Les "Lettres contre la guerre" ont vu le jour après un accord entre le patron d'un journal et le journaliste Tiziano Terzani: celui-ci a pu obtenir un maximum de liberté pour rédiger des chroniques au ton résolument pacifiste. Leur thème? Tout ce qui s'est passé en Asie centrale à la suite des attentats du 11 septembre 2001. Et le premier texte a paru le 14 septembre déjà.
L'auteur se montre extrêmement critique envers l'action de George W. Bush à la suite des attentats qui ont vu l'effondrement des Twin Towers. Sous sa plume, on croise Donald Rumsfeld, entre autres (auquel Andrew Cockburn a consacré une biographie accablante). La critique de Tiziano Terzani rejette la violence de l'action du gouvernement Bush, et toute autre: selon lui, toute violence est néfaste. A plus d'une reprise, il rappelle d'ailleurs les mânes de Gandhi, érigé en exemple de l'action politique non-violente qui fait des miracles.

Données extraites.
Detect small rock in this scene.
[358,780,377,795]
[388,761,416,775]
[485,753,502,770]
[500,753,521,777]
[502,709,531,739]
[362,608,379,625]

Consigne écrite 1. Recopiez le passage sur les « Lettres contre la guerre » depuis « L'auteur se montre » jusqu'à « fait des miracles. » inclus.
Consigne écrite 2. Dans le passage sur les « Lettres contre la guerre », quelle figure Tiziano Terzani érige-t-il en exemple de l'action politique non violente ?

Réponse complète 1.
L'auteur se montre extrêmement critique envers l'action de George W. Bush à la suite des attentats qui ont vu l'effondrement des Twin Towers. Sous sa plume, on croise Donald Rumsfeld, entre autres (auquel Andrew Cockburn a consacré une biographie accablante). La critique de Tiziano Terzani rejette la violence de l'action du gouvernement Bush, et toute autre: selon lui, toute violence est néfaste. A plus d'une reprise, il rappelle d'ailleurs les mânes de Gandhi, érigé en exemple de l'action politique non-violente qui fait des miracles.

Réponse complète 2. Gandhi.